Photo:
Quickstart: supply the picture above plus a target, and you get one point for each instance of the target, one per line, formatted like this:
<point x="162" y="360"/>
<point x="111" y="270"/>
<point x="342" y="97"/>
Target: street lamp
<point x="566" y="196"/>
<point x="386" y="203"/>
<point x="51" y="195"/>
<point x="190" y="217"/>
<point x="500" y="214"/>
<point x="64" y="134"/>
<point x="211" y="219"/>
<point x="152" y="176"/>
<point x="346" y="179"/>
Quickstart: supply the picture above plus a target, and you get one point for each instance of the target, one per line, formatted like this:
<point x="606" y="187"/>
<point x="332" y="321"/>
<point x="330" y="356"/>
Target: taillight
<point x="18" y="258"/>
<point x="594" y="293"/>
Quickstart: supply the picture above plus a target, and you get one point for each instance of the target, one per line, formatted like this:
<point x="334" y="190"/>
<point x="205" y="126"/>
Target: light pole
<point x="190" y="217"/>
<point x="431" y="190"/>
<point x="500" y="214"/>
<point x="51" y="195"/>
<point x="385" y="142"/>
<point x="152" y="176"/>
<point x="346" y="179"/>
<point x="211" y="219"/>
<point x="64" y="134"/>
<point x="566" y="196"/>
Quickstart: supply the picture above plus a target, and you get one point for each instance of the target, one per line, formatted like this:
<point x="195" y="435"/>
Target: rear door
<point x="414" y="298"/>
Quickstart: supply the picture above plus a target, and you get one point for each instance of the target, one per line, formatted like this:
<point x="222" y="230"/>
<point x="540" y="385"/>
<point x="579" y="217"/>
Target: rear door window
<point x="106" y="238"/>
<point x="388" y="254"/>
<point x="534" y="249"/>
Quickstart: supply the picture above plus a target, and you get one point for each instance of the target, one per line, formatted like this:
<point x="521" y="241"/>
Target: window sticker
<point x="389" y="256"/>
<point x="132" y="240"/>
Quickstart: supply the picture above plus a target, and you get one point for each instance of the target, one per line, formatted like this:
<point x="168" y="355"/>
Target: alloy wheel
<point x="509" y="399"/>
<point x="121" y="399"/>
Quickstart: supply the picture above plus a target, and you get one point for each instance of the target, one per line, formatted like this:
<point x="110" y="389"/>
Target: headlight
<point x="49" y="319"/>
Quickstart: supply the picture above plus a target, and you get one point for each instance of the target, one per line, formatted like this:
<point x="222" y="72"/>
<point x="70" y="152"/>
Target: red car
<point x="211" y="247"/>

• • • • • • •

◆ EXERCISE OBJECTIVE ◆
Every line of the listing should be reproduced exactly.

◆ YOUR SOLUTION ◆
Photo:
Quickstart: supply the picture above plus a target, and you get one point for each instance of the target, one per line, formatted like this:
<point x="162" y="360"/>
<point x="111" y="270"/>
<point x="342" y="97"/>
Target: street lamp
<point x="566" y="196"/>
<point x="386" y="203"/>
<point x="51" y="195"/>
<point x="190" y="217"/>
<point x="500" y="214"/>
<point x="64" y="134"/>
<point x="211" y="219"/>
<point x="152" y="176"/>
<point x="346" y="179"/>
Quickstart: supply the picture above plus a target, and you get one point for each instance of the target, one per line, formatted like this:
<point x="606" y="187"/>
<point x="332" y="321"/>
<point x="330" y="356"/>
Target: taillight
<point x="18" y="258"/>
<point x="594" y="293"/>
Quickstart: supply the picture above plus a target, and you get one point for each instance of the target, one per line, formatted like this:
<point x="334" y="190"/>
<point x="205" y="126"/>
Target: light pole
<point x="190" y="217"/>
<point x="431" y="190"/>
<point x="500" y="214"/>
<point x="51" y="195"/>
<point x="385" y="142"/>
<point x="152" y="176"/>
<point x="346" y="179"/>
<point x="211" y="219"/>
<point x="64" y="134"/>
<point x="566" y="196"/>
Quickstart: supply the picture above plus a target, and you get one point for each instance of the target, one per line, formatted like this:
<point x="195" y="435"/>
Target: rear door
<point x="414" y="298"/>
Quickstart: supply the picture above plus a target, and you get one point for each instance of the target, one per line, formatted like this:
<point x="222" y="230"/>
<point x="540" y="385"/>
<point x="579" y="217"/>
Target: rear door window
<point x="106" y="238"/>
<point x="388" y="254"/>
<point x="534" y="249"/>
Quickstart: supply the picture above plus a target, and you get one point for each instance of the target, one per line, formatted like this:
<point x="521" y="241"/>
Target: window sticker
<point x="389" y="256"/>
<point x="132" y="240"/>
Quickstart: supply the picture above plus a target, and you get one point for each instance of the target, one per line, formatted like this:
<point x="168" y="355"/>
Target: alloy wheel
<point x="509" y="399"/>
<point x="121" y="399"/>
Quickstart: supply the picture above plus a target, and you get one point for each instance of the target, one per line, formatted like this:
<point x="110" y="389"/>
Target: headlight
<point x="49" y="319"/>
Quickstart: supply the picture above plus a target, and you get one point for each instance of the target, one per line, formatted like this:
<point x="222" y="72"/>
<point x="70" y="152"/>
Target: red car
<point x="211" y="247"/>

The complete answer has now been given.